— Aufgabe A —
Gib aus dem Urteilsauszug den Abschnitt wortgetreu aus, beginnend bei „P.________ liess beim“ und endend bei „zuzusprechen.“.
— Aufgabe B —
Fasse im Urteilsauszug den Absatz, der mit „Anfang September 2000 hatte sich“ beginnt, als kurze Liste zusammen und behalte dabei seine wesentlichen Fakten bei.
— Aufgabe C —
Beantworte anhand des Urteilsauszugs die folgenden Fragen:
(i) An welchem Datum erlitt P.________ den Unfall?
(ii) Wo hielt sich P.________ vom 2. bis 23. Oktober 2000 auf?
(iii) Ab welchem Datum beantragte P.________ beim Verwaltungsgericht eine ganze Invalidenrente?

Urteil vom 6. Mai 2004
IV. Kammer

Präsident Ferrari, Bundesrichter Meyer und Ursprung; Gerichtsschreiber
Fessler

IV-Stelle Bern, Chutzenstrasse 10, 3007 Bern, Beschwerdeführerin,

gegen

P.________, 1953, Beschwerdegegnerin, vertreten durch Fürsprecher Alain
Pfulg, Genfergasse 3, 3001 Bern

Verwaltungsgericht des Kantons Bern, Bern

(Entscheid vom 19. August 2003)

Sachverhalt:

A.
Die 1953 geborene P.________ erlitt am 23. Januar 1999 als Beifahrerin eines
Personenwagens einen Unfall. In der Folge klagte sie über Schmerzen im
Bereich der Hals- und Brustwirbelsäule. Im Juni 1999 nahm P.________
versuchsweise die angestammte Tätigkeit als Servicefachangestellte im
Restaurant A.________ im zeitlichen Umfang von 4 ½ Stunden pro Tag wieder
auf. Das Vorhaben scheiterte nach wenigen Tagen.

Vom 15. Juni bis 6. Juli 1999 wurde P.________ zwecks Abklärung und Therapie
eines zur Chronifizierung neigenden panvertebrogenen Schmerzsyndroms mit
depressiver Verstimmung im Spital C.________ stationär behandelt. Auf
Vorschlag des Vertrauensarztes ihres Unfallversicherers hielt sie sich sodann
vom 2. bis 23. Oktober 2000 im Rehabilitationszentrum L.________ auf. Dort
wurde sie vom Neurologen und Psychiater Dr. med. K.________, Leitender Arzt
der Fachklinik für Neurologische Rehabilitation, untersucht und begutachtet
(Expertise vom 31. Oktober 2000).

Anfang September 2000 hatte sich P.________ bei der Invalidenversicherung zum
Leistungsbezug angemeldet. Die IV-Stelle Bern klärte die gesundheitlichen und
erwerblichen Verhältnisse ab. Unter anderem nahm sie Einsicht in die
UV-Akten. Des Weitern liess sie die Versicherte von Frau Dr. med. E.________
und Dr. med. H.________ neurochirurgisch und psychiatrisch begutachten
(Expertisen vom 21. und 27. November 2001). Nach Durchführung des
Vorbescheidverfahrens verneinte die IV-Stelle mit Verfügung vom 3. April 2002
den Anspruch auf eine Invalidenrente.

B.
P.________ liess beim Verwaltungsgericht des Kantons Bern Beschwerde
einreichen und zur Hauptsache beantragen, die Verfügung vom 3. April 2002 sei
aufzuheben und es sei ihr ab 23. Januar 1999 eine ganze Invalidenrente
zuzusprechen.
Die IV-Stelle schloss in der Vernehmlassung auf Abweisung der Beschwerde. Mit
Replik reichte der Rechtsvertreter von P.________ ein weiteres privat in
Auftrag gegebenes Gutachten des Dr. med. K.________ vom 21. Oktober 2002 ein.

— Datenauflistung —
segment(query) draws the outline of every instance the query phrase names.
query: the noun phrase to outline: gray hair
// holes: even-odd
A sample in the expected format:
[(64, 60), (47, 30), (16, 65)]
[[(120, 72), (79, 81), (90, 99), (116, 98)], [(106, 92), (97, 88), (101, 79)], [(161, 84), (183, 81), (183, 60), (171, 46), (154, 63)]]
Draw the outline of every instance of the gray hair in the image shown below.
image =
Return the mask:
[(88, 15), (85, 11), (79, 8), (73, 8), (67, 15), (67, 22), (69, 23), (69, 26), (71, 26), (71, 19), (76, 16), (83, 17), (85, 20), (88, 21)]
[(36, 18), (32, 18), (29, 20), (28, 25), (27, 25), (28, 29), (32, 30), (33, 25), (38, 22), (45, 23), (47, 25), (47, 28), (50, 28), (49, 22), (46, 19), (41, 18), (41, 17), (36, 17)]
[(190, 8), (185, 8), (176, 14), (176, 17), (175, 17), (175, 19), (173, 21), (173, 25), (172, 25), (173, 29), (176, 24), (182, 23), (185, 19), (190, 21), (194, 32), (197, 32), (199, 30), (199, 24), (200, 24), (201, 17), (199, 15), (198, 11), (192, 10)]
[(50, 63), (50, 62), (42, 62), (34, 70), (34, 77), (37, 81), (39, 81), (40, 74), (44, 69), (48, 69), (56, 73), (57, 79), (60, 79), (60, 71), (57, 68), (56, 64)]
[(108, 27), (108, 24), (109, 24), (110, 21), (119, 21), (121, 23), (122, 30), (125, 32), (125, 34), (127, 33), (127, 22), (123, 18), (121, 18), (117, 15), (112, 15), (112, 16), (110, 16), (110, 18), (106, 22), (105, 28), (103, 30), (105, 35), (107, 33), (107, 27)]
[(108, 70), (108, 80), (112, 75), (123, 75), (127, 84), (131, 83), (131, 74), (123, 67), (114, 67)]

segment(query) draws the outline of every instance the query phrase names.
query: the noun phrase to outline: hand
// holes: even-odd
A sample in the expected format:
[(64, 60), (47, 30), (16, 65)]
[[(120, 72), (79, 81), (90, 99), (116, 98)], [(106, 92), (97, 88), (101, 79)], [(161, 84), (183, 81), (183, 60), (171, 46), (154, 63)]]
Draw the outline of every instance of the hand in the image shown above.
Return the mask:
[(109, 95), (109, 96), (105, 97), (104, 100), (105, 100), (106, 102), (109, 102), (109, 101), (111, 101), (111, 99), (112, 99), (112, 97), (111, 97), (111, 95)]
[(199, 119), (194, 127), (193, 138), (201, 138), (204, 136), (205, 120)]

— Lösung A —
P.________ liess beim Verwaltungsgericht des Kantons Bern Beschwerde
einreichen und zur Hauptsache beantragen, die Verfügung vom 3. April 2002 sei
aufzuheben und es sei ihr ab 23. Januar 1999 eine ganze Invalidenrente
zuzusprechen.

— Lösung B —
- Anfang September 2000 meldete sich P.________ bei der Invalidenversicherung zum Leistungsbezug an.
- Die IV-Stelle Bern klärte die gesundheitlichen und erwerblichen Verhältnisse ab und nahm unter anderem Einsicht in die UV-Akten.
- Sie liess die Versicherte von Frau Dr. med. E.________ und Dr. med. H.________ neurochirurgisch und psychiatrisch begutachten (Expertisen vom 21. und 27. November 2001).
- Nach dem Vorbescheidverfahren verneinte die IV-Stelle mit Verfügung vom 3. April 2002 den Anspruch auf eine Invalidenrente.

— Lösung C —
(i) Am 23. Januar 1999.
(ii) Im Rehabilitationszentrum L.________.
(iii) Ab 23. Januar 1999.